- EXERCISE: Quote the following lines verbatim, from the first to the last, omitting the pictures.

- THE DATA:
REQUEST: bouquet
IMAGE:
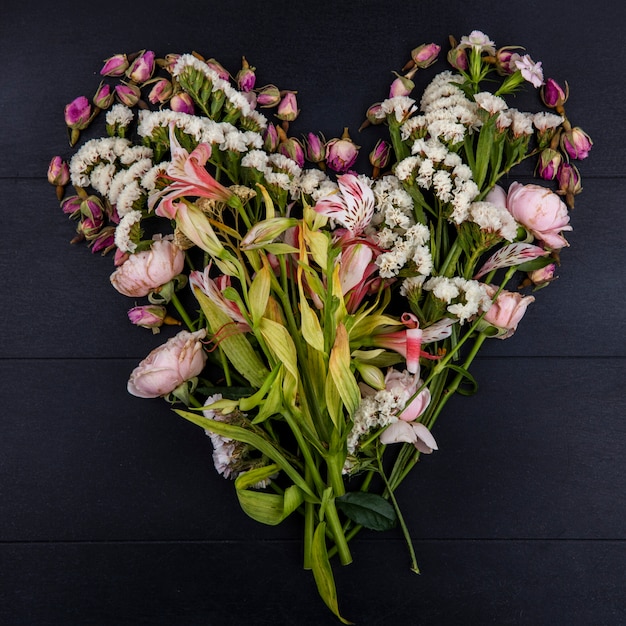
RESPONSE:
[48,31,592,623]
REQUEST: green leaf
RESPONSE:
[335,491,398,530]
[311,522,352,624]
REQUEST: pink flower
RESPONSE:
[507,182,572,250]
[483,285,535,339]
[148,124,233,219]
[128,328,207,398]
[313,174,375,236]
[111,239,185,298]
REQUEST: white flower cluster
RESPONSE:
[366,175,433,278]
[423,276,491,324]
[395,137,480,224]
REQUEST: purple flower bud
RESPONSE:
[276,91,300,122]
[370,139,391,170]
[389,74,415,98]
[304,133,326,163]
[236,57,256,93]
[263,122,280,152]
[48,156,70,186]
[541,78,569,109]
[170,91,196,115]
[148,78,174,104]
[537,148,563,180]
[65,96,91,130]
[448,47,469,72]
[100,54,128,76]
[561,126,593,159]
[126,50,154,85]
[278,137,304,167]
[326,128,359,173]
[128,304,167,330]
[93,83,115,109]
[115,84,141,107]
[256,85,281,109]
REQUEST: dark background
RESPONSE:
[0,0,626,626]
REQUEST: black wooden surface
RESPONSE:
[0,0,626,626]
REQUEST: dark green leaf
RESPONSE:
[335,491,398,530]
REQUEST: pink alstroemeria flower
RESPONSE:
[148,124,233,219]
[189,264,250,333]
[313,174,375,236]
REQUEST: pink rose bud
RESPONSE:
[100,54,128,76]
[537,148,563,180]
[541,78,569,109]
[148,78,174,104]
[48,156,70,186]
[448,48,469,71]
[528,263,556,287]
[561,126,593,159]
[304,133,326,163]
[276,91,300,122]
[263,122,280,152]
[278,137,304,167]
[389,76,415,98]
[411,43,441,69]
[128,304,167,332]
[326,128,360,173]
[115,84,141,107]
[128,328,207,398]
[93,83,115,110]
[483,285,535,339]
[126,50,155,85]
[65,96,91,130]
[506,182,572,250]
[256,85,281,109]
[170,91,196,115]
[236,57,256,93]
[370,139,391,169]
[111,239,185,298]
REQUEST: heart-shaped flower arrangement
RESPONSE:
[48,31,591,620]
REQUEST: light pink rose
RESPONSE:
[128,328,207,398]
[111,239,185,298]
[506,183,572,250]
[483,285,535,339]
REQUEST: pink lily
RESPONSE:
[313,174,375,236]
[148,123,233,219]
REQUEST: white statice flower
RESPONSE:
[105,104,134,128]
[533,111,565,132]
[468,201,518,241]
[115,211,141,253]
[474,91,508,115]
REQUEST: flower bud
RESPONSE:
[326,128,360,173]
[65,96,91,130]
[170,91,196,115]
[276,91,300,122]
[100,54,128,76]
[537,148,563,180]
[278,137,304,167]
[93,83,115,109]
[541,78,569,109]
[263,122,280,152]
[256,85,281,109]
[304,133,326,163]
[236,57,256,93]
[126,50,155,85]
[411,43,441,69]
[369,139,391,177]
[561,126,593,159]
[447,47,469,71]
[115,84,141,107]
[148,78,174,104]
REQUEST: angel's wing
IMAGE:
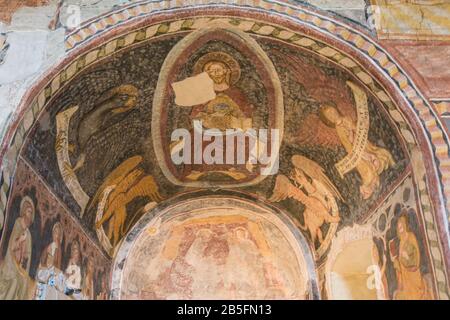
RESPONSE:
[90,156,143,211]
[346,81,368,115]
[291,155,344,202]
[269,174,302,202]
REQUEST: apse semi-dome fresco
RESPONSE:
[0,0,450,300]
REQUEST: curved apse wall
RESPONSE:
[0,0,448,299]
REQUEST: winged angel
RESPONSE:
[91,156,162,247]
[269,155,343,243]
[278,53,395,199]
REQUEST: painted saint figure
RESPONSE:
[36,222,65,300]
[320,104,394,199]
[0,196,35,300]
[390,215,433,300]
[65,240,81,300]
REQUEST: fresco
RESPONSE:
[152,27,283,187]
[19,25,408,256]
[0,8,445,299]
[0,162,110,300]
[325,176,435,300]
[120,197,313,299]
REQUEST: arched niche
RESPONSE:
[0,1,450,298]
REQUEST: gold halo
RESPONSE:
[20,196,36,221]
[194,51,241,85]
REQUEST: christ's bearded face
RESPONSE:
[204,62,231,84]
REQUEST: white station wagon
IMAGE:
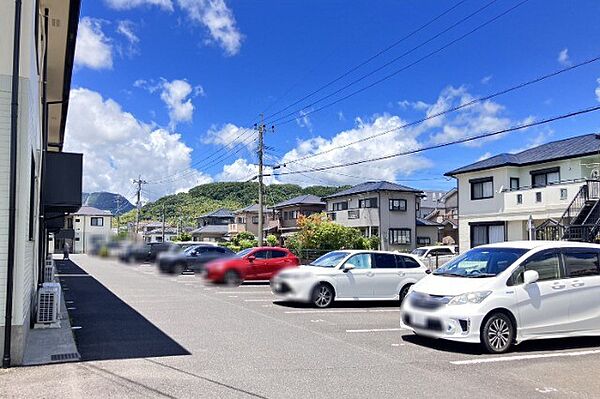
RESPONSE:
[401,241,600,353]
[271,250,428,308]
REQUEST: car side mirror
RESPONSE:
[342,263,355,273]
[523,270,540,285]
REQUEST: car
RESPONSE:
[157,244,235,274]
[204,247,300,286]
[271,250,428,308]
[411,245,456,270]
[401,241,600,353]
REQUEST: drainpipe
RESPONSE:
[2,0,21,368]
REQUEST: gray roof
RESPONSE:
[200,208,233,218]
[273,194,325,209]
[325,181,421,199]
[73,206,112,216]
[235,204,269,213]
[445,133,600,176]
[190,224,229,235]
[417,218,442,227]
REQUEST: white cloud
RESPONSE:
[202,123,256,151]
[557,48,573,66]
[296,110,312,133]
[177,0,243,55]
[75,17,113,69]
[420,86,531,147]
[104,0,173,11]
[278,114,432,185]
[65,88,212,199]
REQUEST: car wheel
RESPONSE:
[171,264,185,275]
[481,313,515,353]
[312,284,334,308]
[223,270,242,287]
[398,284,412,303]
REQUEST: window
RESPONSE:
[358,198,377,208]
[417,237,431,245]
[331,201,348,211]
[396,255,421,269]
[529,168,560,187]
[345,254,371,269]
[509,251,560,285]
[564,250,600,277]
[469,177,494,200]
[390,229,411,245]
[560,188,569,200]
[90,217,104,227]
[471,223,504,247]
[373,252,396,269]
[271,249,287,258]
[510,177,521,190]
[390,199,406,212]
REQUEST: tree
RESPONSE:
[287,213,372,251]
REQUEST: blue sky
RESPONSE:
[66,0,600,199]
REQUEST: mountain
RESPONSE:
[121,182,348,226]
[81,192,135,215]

- EXERCISE RESPONSE:
REQUEST: bouquet
IMAGE:
RESPONSE:
[48,31,592,623]
REQUEST: green leaf
RESPONSE:
[335,491,398,530]
[311,522,352,624]
REQUEST: pink flower
RESPONSE:
[507,182,572,250]
[483,285,535,339]
[148,124,233,219]
[128,328,207,398]
[313,174,375,236]
[111,239,185,298]
REQUEST: white flower cluster
RESPONSE:
[366,175,433,278]
[423,276,491,324]
[395,137,480,224]
REQUEST: purple flower bud
RESPONSE:
[276,91,300,122]
[370,139,391,170]
[389,74,415,98]
[304,133,326,163]
[236,57,256,93]
[263,122,280,152]
[48,156,70,186]
[541,78,569,109]
[170,91,196,115]
[148,78,174,104]
[537,148,563,180]
[65,96,91,130]
[448,47,469,72]
[100,54,128,76]
[561,126,593,159]
[126,50,154,85]
[278,137,304,167]
[326,128,359,173]
[128,304,167,330]
[93,83,115,109]
[115,84,141,107]
[256,85,281,109]
REQUEST: dark background
RESPONSE:
[0,0,626,626]
REQUEST: black wooden surface
RESPONSE:
[0,0,626,626]
REQUEST: dark green leaf
RESPONSE:
[335,491,398,530]
REQUEST: pink alstroemeria flower
RESPONSE:
[148,124,233,219]
[189,264,250,333]
[313,174,375,236]
REQUEST: pink rose bud
RESPONSE:
[100,54,128,76]
[537,148,563,180]
[541,78,569,109]
[148,78,174,104]
[48,156,70,186]
[448,48,469,71]
[528,263,556,287]
[561,126,593,159]
[304,133,326,163]
[276,91,300,122]
[263,122,280,152]
[278,137,304,167]
[389,76,415,98]
[411,43,441,69]
[128,304,167,332]
[326,128,360,173]
[115,84,141,107]
[128,328,207,398]
[93,83,115,110]
[483,285,535,339]
[126,50,155,85]
[65,96,91,130]
[506,182,572,250]
[256,85,281,109]
[170,91,196,115]
[236,57,256,93]
[370,139,391,169]
[111,239,185,298]
REQUEST: heart-shaped flower arrangement
RESPONSE:
[48,31,591,620]
REQUEST: light pink rose
RESPONSE:
[128,328,207,398]
[111,239,185,298]
[506,183,572,250]
[483,285,535,339]
REQUEST: pink lily
RESPONSE:
[313,174,375,236]
[148,123,233,219]
REQUEST: white statice flower
RESPONSE:
[105,104,134,128]
[533,111,565,132]
[468,201,518,241]
[115,211,141,253]
[474,91,508,115]
REQUEST: flower bud
RESPONSE:
[326,128,360,173]
[65,96,91,130]
[170,91,196,115]
[276,91,300,122]
[100,54,128,76]
[537,148,563,180]
[278,137,304,167]
[93,83,115,109]
[541,78,569,109]
[263,122,280,152]
[256,85,281,109]
[304,133,326,163]
[236,57,256,93]
[126,50,155,85]
[411,43,441,69]
[369,139,391,177]
[561,126,593,159]
[447,47,469,71]
[115,84,141,107]
[148,78,174,104]
REQUEST: angel's wing
IMAGE:
RESPONSE:
[90,156,143,211]
[346,81,368,115]
[291,155,344,202]
[269,174,302,202]
REQUEST: apse semi-dome fresco
RESPONSE:
[0,0,450,300]
REQUEST: curved apse wall
RESPONSE:
[0,0,448,299]
REQUEST: winged angel
RESPONSE:
[91,156,162,247]
[269,155,343,243]
[278,53,395,199]
REQUEST: painted saint figure
RESPONSE:
[36,222,65,300]
[320,104,394,199]
[0,196,35,300]
[390,215,433,300]
[65,240,81,300]
REQUEST: fresco
RESPONSE:
[152,27,283,187]
[19,25,408,256]
[0,8,445,299]
[0,162,110,300]
[325,176,435,300]
[120,197,313,299]
REQUEST: arched niche
RESPONSE:
[0,1,450,298]
REQUEST: gold halo
RESPONSE:
[20,196,36,221]
[194,51,241,85]
REQUEST: christ's bearded face
RESPONSE:
[204,62,231,84]
REQUEST: white station wagon
IMAGE:
RESPONSE:
[401,241,600,353]
[271,250,428,308]
REQUEST: car side mirror
RESPONSE:
[342,263,355,273]
[523,270,540,285]
REQUEST: car
RESPONSE:
[157,244,235,274]
[204,247,300,286]
[271,250,428,308]
[411,245,456,270]
[401,241,600,353]
REQUEST: drainpipe
RESPONSE:
[2,0,21,368]
REQUEST: gray roof
RESPONSE:
[200,208,233,218]
[273,194,325,209]
[325,181,421,199]
[73,206,112,216]
[235,204,269,213]
[445,133,600,176]
[190,224,229,235]
[417,218,442,227]
REQUEST: white cloud
RESPONSE:
[202,123,256,151]
[557,48,573,66]
[296,110,312,133]
[177,0,243,55]
[75,17,113,69]
[420,86,531,147]
[104,0,173,11]
[278,114,432,185]
[65,88,212,199]
REQUEST: car wheel
RESPONSE:
[171,264,185,275]
[481,313,515,353]
[312,284,334,308]
[223,270,242,287]
[398,284,412,303]
REQUEST: window
RESPONSE:
[358,198,377,208]
[417,237,431,245]
[331,201,348,211]
[396,255,421,269]
[529,168,560,187]
[345,254,371,269]
[509,251,560,285]
[564,250,600,277]
[469,177,494,200]
[390,229,411,245]
[560,188,569,200]
[90,217,104,227]
[471,223,504,247]
[373,252,396,269]
[271,249,287,258]
[510,177,521,190]
[390,199,406,212]
REQUEST: tree
RESPONSE:
[287,213,372,251]
REQUEST: blue sky
RESPONSE:
[66,0,600,199]
REQUEST: mountain
RESPONSE:
[121,182,348,226]
[81,192,135,215]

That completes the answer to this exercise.